The problem:
Throughout the entries below, report every line where "face" is found.

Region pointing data

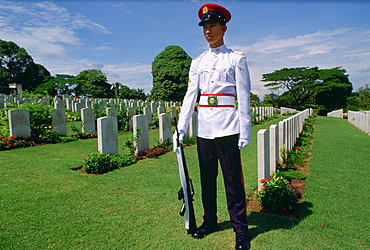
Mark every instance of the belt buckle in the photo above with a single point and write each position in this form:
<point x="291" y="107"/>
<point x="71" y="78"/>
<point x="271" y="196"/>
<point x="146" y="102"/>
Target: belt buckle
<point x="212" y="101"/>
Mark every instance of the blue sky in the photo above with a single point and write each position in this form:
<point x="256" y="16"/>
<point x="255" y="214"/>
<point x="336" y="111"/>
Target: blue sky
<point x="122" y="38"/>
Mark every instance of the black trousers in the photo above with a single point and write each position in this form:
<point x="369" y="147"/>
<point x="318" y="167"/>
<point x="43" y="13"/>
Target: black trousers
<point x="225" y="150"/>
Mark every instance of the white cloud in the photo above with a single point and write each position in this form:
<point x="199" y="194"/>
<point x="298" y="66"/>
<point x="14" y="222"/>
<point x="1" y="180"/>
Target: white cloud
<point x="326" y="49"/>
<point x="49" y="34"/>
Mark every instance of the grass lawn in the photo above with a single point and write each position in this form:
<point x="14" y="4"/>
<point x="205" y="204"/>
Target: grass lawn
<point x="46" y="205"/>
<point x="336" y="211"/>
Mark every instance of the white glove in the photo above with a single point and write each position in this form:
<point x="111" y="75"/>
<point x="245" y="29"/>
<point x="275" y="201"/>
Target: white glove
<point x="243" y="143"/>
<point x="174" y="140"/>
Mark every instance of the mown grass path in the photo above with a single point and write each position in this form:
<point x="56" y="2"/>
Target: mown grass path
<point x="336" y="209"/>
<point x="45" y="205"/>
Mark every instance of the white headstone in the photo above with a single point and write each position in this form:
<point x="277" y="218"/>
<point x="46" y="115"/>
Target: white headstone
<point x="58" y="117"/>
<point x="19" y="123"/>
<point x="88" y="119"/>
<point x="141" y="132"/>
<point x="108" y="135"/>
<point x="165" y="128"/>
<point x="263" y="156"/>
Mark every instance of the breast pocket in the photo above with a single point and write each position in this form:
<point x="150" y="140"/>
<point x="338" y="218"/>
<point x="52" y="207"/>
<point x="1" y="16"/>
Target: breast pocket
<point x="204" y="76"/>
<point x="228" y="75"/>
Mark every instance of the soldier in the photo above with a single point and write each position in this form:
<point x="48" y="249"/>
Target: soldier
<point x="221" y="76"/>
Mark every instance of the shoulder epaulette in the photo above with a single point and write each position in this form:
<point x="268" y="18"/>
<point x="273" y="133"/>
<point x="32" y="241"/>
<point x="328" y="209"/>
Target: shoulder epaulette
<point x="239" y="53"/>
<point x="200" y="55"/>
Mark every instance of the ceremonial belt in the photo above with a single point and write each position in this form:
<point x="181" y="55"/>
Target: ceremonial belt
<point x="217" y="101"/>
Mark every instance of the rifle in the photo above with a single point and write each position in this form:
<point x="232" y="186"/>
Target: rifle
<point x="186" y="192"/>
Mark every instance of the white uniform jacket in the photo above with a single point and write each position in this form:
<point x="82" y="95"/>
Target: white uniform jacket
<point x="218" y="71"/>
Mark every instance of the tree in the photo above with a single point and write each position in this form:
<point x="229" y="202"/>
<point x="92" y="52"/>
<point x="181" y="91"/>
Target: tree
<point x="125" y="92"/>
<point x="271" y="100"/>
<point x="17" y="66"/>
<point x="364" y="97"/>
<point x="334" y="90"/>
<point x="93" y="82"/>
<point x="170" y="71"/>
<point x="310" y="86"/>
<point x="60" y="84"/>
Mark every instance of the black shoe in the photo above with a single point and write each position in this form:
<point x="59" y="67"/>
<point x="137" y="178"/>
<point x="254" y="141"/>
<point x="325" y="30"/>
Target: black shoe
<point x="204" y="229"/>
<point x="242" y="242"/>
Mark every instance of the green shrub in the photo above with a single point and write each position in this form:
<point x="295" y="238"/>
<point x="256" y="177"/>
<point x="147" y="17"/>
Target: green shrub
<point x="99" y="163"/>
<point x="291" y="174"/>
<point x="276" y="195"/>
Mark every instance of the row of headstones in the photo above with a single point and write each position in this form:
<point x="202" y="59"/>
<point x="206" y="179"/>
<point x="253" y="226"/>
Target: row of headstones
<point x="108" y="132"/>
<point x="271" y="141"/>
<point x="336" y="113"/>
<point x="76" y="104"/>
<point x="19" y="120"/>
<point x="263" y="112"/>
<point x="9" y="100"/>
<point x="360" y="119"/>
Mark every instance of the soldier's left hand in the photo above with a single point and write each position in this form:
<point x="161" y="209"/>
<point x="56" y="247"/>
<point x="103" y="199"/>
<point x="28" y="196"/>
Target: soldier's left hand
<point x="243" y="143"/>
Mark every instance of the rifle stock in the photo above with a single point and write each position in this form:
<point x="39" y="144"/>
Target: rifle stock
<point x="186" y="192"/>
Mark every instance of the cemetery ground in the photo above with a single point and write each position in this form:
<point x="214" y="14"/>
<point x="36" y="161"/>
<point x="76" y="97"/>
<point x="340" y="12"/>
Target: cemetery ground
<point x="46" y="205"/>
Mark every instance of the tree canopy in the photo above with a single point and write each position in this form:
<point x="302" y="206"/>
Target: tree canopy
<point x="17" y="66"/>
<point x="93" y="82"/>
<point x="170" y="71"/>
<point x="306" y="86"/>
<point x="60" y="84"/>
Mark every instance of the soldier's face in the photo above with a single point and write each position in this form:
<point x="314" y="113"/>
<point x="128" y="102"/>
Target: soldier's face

Response area:
Mark every instance of the soldier's face in the photo above with a single point and write each position in this form:
Target: soldier's face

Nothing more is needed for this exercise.